Die Fähre soll 14:00 Uhr in Oslo ablegen. Spätestens zwei Stunden soll man am Check Inn vorfahren.
Also bleibt früh Zeit für ein ausgiebiges Frühstück IN der Mupfl. Draußen ist es bereits gehörig nass. Wie wir den Nachrichten später entnehmen ist das nur ein Vorbote – als wir Oslo verlassen haben, schalten die Wolkenolme auf Trauer und vergießen mal schnell siebzig Liter Tränen pro Quadratmeter auf den Boden Oslos.

# [ANFORDERUNG A]
Formatieren Sie alles vom Anfang der Datensätze bis einschließlich der Zeile mit „rough mask: <svg“ als JSON-Liste von Zeichenketten, eine pro Zeile und ohne Leerzeilen.

# [DATENTEIL]
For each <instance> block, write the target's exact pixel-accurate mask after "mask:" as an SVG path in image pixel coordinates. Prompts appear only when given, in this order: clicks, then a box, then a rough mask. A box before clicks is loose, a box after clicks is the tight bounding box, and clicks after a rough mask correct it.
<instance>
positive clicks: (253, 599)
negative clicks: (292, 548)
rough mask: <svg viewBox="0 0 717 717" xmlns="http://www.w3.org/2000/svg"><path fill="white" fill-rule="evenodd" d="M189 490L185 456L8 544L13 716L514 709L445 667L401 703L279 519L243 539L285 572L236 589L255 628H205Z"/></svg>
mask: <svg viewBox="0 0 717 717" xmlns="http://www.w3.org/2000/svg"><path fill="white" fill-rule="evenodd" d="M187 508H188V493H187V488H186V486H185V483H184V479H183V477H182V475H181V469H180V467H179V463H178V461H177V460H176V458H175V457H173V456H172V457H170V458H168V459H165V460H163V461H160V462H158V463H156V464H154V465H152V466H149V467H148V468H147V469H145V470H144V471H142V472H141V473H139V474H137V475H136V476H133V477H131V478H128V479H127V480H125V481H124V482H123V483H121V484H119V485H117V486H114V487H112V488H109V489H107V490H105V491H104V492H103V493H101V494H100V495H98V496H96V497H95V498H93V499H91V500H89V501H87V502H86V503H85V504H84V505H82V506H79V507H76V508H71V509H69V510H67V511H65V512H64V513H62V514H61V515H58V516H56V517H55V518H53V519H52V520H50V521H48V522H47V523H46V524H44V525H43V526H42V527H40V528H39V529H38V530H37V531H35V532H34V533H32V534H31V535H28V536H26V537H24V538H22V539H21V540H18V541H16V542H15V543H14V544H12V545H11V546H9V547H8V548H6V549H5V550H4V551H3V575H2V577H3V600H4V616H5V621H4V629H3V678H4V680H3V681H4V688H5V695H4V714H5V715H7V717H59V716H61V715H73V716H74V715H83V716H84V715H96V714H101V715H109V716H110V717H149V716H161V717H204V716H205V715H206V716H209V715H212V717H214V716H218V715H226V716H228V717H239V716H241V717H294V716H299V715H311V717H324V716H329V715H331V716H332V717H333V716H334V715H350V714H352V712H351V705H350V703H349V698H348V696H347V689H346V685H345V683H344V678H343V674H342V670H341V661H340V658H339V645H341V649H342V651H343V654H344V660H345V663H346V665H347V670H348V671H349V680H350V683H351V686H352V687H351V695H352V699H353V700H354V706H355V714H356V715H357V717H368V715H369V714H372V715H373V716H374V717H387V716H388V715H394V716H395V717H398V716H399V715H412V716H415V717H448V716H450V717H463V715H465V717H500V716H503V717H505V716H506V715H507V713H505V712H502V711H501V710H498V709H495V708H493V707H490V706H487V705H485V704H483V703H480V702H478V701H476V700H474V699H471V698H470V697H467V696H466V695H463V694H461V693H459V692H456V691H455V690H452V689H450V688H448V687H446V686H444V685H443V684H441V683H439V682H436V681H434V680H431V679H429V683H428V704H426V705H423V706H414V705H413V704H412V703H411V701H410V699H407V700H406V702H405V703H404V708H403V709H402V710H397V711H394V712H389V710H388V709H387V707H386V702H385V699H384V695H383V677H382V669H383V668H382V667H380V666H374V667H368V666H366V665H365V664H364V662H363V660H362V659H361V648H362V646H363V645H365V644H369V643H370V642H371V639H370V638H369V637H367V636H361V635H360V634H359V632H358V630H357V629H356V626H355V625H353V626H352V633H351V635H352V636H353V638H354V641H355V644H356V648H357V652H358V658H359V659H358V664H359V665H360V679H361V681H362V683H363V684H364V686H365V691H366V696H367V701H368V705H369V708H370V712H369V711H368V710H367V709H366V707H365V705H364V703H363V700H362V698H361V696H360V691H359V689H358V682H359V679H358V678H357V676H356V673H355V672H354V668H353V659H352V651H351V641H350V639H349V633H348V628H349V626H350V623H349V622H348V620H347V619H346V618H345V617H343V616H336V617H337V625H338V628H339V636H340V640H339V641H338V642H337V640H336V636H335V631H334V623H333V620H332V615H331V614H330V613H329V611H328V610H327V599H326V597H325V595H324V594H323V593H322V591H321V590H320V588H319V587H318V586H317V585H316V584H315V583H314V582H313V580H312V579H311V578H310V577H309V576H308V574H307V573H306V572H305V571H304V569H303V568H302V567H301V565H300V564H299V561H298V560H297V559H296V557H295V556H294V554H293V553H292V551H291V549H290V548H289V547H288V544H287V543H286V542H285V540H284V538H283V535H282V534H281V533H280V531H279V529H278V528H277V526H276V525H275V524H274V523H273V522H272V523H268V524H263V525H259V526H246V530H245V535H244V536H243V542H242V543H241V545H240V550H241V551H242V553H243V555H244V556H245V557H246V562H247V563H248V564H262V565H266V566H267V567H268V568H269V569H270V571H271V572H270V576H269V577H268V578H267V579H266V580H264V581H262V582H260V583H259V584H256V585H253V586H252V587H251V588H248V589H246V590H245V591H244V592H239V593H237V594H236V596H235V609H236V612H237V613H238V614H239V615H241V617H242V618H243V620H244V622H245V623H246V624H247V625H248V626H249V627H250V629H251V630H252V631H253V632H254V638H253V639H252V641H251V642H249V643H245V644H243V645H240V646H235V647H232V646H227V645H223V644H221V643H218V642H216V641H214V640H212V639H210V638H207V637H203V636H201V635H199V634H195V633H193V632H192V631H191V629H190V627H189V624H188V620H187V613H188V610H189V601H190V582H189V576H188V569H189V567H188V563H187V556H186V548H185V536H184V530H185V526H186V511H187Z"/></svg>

# [ANFORDERUNG B]
Zitieren Sie aus dem Text wörtlich alles von „Die Fähre soll“ bis einschließlich „den Boden Oslos.“.

# [ERWARTETE ANTWORT A]
[
  "For each <instance> block, write the target's exact pixel-accurate mask after \"mask:\" as an SVG path in image pixel coordinates. Prompts appear only when given, in this order: clicks, then a box, then a rough mask. A box before clicks is loose, a box after clicks is the tight bounding box, and clicks after a rough mask correct it.",
  "<instance>",
  "positive clicks: (253, 599)",
  "negative clicks: (292, 548)",
  "rough mask: <svg viewBox=\"0 0 717 717\" xmlns=\"http://www.w3.org/2000/svg\"><path fill=\"white\" fill-rule=\"evenodd\" d=\"M189 490L185 456L8 544L13 716L514 709L445 667L401 703L279 519L243 539L285 572L236 589L255 628H205Z\"/></svg>"
]

# [ERWARTETE ANTWORT B]
Die Fähre soll 14:00 Uhr in Oslo ablegen. Spätestens zwei Stunden soll man am Check Inn vorfahren.
Also bleibt früh Zeit für ein ausgiebiges Frühstück IN der Mupfl. Draußen ist es bereits gehörig nass. Wie wir den Nachrichten später entnehmen ist das nur ein Vorbote – als wir Oslo verlassen haben, schalten die Wolkenolme auf Trauer und vergießen mal schnell siebzig Liter Tränen pro Quadratmeter auf den Boden Oslos.